Supplied text >>
Just a brief update. It's 4:45 a.m., and the Michigan House of Representatives has just finished passing its own DPS reorganization package. Like the competing package passed by the Michigan Senate last month, the House plan would split DPS into a New DPS to educate pupils, and an Old DPS to pay down current debt with the revenue generated from the district's 18-mill operating tax on non-homestead property. Also like the Senate plan, the House plan would include language authorizing any Michigan school district to outsource all educational functions and cease operating any of its own schools.
But the House package differs from the Senate legislation in several ways as well. The House package would provide only $33 million in loans, instead of more than $200 million in loans under the Senate package, for the district's transition costs. As envisioned, the House package would also provide $500 million for the New DPS's foundation allowance payments ($72 million per year for seven years), less than the $720 million that would be provided under the Senate package ($72 million per year for ten years). I say "as envisioned" because the plan passed does not yet include an exact dollar amount. Nevertheless, pursuant to separate legislation pending before the the House, it appears that the package would fund the local portion of the New DPS's foundation allowance in the amount of roughly $72 million per year through 2023.
Companion bills would create a new Community District Trust Fund, and would require the Financial Review Commission (chiefly appointed by the governor) to approve the superintendent hired for the New DPS. Local control would not be fully returned to Detroit's voters in the form of a democratically elected school board for several years, and even then the school board's powers would be significantly limited by the vast oversight powers of the Financial Review Commission.
The main bill would allow the hiring of noncertified, nonendorsed individuals to teach in any New DPS classroom, and would require the Michigan Department of Education to waive student-teaching requirements and provide provisional teaching certification to any such individuals after three years of working with the district. In effect, therefore, it would create a miniature Teach-for-America-style program just for Detroit. It would also institute a system of merit pay for New DPS teachers, linking their salaries to their performance evaluations. Moreover, the New DPS would be prohibited from considering seniority and the attainment of advanced academic degrees in the determination of compensation for any of these new teachers. Note that these changes would not apply to teachers in any of Michigan's other 540 public school districts—only Detroit.
Another companion bill would have set forth prohibited subjects of bargaining for community district employees as originally proposed. However, the bill was amended to instead provide stricter penalties for striking teachers. Under that same bill, all new collective bargaining agreements drafted after the effective date of the legislation would be required to contain language warning employees that any future community district would not be a successor employer of the existing district, and would have no obligation to honor any individual contracts or collective bargaining agreements with existing teachers or employees in the existing district.

Extracted information >>
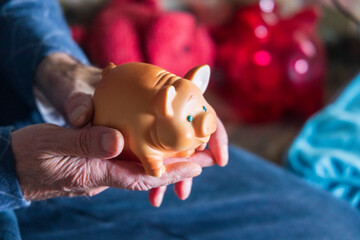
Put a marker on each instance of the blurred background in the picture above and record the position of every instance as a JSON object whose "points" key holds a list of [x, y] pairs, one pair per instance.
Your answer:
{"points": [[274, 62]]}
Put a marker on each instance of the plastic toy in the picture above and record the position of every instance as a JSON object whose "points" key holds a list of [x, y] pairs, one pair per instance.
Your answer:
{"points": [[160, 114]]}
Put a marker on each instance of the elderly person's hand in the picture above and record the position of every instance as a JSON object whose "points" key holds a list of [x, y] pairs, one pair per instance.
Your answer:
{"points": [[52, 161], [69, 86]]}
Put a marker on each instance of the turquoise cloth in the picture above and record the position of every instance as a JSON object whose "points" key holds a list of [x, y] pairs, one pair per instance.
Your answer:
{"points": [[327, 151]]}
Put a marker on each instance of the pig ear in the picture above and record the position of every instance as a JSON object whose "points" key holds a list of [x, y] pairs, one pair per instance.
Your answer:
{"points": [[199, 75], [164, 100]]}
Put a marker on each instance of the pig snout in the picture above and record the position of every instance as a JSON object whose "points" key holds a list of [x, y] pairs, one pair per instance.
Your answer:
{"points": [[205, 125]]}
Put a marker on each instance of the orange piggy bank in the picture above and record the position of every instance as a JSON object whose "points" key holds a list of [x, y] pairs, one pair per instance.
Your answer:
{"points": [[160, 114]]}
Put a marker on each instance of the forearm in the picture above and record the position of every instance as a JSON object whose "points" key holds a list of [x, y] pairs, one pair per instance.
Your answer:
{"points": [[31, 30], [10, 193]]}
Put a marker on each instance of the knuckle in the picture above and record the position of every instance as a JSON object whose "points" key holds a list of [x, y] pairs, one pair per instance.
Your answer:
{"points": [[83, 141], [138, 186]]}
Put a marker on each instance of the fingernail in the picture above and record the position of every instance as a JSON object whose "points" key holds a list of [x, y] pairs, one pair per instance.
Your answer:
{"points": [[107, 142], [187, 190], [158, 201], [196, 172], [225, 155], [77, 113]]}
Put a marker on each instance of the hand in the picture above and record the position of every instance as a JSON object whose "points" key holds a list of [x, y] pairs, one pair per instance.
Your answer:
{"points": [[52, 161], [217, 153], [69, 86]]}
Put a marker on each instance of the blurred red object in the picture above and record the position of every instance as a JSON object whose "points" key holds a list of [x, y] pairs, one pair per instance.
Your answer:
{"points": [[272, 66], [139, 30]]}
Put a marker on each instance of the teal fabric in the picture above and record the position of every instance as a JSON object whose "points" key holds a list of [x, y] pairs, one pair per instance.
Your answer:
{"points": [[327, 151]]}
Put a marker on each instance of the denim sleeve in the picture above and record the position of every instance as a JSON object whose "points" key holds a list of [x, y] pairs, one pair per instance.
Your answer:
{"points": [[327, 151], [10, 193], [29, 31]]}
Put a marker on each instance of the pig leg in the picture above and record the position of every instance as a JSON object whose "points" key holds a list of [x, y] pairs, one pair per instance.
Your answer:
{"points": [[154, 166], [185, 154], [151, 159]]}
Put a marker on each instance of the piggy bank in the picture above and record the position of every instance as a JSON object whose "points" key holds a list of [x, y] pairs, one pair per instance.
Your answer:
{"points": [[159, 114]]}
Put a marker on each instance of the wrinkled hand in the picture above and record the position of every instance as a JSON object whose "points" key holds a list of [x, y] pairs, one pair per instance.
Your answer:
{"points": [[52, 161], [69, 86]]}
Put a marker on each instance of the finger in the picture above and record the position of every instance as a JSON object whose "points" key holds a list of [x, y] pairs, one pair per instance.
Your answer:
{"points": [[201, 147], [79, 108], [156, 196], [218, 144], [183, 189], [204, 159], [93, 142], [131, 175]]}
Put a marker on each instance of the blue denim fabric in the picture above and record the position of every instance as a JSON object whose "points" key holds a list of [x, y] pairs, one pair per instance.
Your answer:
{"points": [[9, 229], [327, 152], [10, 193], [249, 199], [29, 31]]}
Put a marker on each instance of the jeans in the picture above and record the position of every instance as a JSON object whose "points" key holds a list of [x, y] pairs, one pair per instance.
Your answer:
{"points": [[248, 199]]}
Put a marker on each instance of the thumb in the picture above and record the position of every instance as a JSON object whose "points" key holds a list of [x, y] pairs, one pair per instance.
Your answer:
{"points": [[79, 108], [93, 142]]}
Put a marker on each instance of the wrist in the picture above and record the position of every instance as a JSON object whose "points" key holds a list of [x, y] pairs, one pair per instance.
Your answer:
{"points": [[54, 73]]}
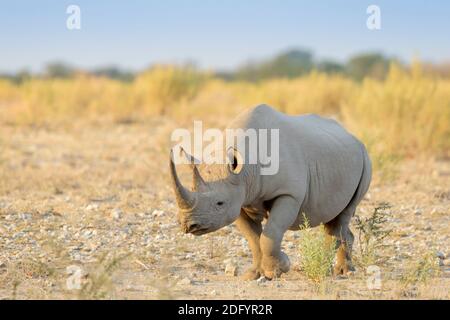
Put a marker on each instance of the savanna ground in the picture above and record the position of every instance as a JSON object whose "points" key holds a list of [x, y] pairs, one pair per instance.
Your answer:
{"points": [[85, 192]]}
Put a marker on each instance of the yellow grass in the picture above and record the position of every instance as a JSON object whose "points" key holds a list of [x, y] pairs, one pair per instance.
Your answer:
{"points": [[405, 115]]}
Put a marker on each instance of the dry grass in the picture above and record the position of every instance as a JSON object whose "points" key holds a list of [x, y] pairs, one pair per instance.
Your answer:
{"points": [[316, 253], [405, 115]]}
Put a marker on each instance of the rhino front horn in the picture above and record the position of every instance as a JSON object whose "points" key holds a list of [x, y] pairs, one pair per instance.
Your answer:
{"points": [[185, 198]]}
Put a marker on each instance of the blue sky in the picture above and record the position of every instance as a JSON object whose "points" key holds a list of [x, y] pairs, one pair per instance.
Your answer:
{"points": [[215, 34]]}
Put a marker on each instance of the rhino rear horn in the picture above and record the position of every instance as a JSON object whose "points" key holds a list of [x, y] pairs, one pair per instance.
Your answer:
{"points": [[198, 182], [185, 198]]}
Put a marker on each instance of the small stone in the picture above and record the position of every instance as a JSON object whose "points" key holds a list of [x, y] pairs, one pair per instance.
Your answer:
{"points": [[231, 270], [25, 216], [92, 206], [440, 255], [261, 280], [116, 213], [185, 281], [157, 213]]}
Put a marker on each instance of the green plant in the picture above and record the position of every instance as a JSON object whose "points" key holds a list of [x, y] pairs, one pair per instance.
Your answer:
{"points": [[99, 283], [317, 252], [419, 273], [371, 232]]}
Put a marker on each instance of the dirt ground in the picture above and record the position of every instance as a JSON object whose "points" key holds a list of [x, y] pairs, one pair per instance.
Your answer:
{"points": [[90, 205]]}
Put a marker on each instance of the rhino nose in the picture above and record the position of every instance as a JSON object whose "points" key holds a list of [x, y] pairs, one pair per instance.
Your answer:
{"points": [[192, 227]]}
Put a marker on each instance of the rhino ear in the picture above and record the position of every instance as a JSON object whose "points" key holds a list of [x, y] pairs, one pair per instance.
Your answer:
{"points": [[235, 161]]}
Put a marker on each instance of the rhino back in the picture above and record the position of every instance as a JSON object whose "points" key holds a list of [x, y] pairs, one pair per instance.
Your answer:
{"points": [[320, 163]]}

* * *

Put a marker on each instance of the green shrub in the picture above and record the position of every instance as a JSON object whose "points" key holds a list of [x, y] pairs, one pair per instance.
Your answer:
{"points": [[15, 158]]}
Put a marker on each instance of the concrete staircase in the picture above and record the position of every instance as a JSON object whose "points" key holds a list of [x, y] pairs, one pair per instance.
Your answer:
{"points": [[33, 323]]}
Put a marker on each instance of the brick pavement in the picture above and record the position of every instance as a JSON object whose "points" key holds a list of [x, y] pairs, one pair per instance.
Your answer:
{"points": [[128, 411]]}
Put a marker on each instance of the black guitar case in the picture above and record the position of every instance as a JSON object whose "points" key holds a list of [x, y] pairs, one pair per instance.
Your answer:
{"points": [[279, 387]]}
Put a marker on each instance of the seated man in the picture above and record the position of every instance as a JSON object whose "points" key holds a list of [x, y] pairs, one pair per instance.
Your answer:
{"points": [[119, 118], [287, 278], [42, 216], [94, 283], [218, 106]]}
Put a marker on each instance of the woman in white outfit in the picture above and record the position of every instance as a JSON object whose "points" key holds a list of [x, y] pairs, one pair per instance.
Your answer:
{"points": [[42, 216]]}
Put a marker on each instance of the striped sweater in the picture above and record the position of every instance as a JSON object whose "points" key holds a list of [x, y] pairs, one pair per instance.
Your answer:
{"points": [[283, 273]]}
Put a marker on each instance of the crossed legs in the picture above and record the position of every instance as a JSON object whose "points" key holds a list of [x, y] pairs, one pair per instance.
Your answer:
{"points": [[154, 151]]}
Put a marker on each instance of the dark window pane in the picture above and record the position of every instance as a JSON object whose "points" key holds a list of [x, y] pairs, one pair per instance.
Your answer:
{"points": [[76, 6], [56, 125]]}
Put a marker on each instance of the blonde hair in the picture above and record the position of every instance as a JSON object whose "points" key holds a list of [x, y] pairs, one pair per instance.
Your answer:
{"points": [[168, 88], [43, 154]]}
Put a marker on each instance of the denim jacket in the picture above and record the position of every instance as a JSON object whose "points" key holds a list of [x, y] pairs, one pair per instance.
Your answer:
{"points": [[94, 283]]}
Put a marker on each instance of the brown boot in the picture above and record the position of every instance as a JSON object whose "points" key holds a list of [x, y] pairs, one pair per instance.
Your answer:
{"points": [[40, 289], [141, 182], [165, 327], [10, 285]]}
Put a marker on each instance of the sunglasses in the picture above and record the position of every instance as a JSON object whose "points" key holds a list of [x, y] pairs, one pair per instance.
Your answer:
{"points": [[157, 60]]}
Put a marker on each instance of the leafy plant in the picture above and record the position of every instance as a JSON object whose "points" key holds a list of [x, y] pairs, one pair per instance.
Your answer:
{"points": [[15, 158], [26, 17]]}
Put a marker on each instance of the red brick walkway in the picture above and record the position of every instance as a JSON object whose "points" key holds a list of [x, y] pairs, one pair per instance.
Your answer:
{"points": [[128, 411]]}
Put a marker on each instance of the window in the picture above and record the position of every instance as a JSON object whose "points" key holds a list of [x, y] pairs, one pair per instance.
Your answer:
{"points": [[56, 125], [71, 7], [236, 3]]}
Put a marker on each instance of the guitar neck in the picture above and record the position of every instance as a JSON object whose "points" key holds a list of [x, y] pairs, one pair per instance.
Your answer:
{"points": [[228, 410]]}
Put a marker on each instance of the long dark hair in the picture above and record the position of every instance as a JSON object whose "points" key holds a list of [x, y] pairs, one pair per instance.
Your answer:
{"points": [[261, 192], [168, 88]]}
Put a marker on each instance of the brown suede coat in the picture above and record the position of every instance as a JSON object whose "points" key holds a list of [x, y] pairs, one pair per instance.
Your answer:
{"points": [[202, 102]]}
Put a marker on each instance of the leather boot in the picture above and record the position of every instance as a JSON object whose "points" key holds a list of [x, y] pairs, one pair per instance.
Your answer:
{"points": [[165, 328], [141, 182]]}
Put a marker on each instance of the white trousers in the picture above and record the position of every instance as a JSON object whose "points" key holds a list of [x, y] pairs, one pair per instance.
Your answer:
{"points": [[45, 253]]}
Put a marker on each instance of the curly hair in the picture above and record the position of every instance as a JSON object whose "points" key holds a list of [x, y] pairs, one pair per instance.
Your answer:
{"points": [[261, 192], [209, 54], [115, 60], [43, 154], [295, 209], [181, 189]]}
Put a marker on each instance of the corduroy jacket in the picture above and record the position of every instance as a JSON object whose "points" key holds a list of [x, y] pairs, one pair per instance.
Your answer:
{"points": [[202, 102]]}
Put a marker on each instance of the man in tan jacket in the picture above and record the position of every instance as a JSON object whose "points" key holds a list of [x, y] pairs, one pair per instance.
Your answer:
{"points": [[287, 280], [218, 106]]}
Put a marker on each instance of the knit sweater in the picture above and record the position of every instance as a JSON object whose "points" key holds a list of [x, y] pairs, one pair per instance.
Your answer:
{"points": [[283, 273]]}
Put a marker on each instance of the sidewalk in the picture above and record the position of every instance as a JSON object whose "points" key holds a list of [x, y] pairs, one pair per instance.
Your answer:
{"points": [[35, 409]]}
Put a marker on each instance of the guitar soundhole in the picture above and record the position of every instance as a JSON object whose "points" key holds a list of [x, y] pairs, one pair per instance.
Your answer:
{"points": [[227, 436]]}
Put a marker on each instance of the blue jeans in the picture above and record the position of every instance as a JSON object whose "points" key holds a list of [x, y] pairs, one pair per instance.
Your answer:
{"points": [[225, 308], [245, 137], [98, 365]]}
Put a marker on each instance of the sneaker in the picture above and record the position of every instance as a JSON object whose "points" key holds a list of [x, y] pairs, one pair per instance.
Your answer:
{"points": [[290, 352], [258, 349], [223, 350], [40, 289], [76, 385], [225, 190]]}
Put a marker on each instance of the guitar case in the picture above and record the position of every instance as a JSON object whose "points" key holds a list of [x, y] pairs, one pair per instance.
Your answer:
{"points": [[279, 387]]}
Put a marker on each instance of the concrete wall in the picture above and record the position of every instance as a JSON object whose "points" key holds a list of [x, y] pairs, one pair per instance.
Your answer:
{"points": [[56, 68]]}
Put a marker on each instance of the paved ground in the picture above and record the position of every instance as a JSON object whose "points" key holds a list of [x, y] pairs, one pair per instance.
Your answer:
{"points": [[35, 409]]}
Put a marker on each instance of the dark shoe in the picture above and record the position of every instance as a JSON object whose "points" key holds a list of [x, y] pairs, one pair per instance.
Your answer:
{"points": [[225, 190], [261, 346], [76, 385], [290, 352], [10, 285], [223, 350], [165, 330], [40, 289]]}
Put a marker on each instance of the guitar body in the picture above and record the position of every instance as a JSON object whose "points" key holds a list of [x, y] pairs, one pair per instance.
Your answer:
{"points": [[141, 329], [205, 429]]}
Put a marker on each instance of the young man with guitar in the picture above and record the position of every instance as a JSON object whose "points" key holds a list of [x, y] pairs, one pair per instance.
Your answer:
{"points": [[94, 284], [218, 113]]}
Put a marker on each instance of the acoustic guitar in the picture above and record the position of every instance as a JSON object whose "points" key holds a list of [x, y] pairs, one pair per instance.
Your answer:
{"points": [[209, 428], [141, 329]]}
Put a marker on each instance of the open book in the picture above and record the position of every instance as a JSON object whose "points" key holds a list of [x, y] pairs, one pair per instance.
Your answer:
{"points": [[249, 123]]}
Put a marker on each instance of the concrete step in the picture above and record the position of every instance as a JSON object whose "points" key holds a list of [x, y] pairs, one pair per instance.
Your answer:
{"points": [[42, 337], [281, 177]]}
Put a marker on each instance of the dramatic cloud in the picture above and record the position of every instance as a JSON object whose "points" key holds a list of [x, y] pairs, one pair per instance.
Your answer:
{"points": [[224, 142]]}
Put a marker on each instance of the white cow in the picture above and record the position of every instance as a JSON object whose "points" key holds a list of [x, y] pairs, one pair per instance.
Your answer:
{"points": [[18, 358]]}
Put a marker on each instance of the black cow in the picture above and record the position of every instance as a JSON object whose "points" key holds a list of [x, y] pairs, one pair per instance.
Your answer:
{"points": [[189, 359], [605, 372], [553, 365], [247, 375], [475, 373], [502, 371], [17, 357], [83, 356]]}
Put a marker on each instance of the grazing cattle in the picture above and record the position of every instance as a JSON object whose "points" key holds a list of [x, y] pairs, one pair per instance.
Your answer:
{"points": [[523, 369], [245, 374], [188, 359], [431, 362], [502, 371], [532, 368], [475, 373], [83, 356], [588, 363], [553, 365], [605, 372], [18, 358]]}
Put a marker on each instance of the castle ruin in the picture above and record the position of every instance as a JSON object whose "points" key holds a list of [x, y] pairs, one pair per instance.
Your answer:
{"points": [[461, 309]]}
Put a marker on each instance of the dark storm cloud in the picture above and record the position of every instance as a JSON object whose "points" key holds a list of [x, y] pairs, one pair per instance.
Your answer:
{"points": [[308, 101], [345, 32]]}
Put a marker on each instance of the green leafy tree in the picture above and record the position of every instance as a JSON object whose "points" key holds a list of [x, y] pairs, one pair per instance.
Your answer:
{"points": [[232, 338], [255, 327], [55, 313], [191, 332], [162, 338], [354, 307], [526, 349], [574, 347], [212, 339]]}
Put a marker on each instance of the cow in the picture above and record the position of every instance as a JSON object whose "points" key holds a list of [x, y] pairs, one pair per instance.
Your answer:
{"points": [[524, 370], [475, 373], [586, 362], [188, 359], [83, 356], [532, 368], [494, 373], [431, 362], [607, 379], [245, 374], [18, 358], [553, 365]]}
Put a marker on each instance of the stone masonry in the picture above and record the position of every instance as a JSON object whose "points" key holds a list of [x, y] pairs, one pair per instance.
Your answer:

...

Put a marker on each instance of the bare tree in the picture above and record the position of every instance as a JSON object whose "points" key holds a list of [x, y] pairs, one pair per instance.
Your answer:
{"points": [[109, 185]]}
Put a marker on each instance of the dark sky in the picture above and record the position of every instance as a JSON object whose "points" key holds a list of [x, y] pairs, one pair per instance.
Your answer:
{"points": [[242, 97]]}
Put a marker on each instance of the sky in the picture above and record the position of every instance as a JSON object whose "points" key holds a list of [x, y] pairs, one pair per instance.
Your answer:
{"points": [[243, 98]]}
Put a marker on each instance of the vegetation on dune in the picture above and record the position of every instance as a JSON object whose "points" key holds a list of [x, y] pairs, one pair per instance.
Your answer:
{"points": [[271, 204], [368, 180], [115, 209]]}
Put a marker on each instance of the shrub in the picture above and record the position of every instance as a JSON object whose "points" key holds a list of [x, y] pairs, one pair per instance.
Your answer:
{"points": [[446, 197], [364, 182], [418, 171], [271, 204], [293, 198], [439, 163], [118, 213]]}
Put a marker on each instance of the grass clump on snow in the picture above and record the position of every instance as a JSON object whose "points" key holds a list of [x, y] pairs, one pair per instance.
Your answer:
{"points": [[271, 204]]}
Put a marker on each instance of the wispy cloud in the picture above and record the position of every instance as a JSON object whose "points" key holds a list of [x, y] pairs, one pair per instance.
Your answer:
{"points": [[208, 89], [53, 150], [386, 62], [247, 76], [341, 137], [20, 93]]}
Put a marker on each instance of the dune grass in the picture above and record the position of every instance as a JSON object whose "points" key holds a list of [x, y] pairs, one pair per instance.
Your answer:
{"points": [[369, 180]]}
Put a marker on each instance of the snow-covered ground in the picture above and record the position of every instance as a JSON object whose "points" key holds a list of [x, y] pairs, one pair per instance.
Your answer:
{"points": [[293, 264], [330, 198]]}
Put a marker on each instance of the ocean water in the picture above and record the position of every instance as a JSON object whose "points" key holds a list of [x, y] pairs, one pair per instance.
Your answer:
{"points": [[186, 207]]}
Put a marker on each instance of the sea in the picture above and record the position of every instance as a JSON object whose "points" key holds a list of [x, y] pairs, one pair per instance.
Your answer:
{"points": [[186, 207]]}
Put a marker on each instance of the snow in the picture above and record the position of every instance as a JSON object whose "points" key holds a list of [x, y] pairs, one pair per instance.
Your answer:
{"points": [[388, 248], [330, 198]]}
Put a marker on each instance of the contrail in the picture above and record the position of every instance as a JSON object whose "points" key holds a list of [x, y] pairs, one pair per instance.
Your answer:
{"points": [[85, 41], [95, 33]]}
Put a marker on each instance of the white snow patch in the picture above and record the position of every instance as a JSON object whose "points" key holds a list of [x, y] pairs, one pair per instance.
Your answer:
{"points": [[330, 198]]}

Stated problem >>
Reproduce word for word everything in the DPS update above from "Another companion bill" down to "the existing district.".

Answer to the exercise >>
Another companion bill would have set forth prohibited subjects of bargaining for community district employees as originally proposed. However, the bill was amended to instead provide stricter penalties for striking teachers. Under that same bill, all new collective bargaining agreements drafted after the effective date of the legislation would be required to contain language warning employees that any future community district would not be a successor employer of the existing district, and would have no obligation to honor any individual contracts or collective bargaining agreements with existing teachers or employees in the existing district.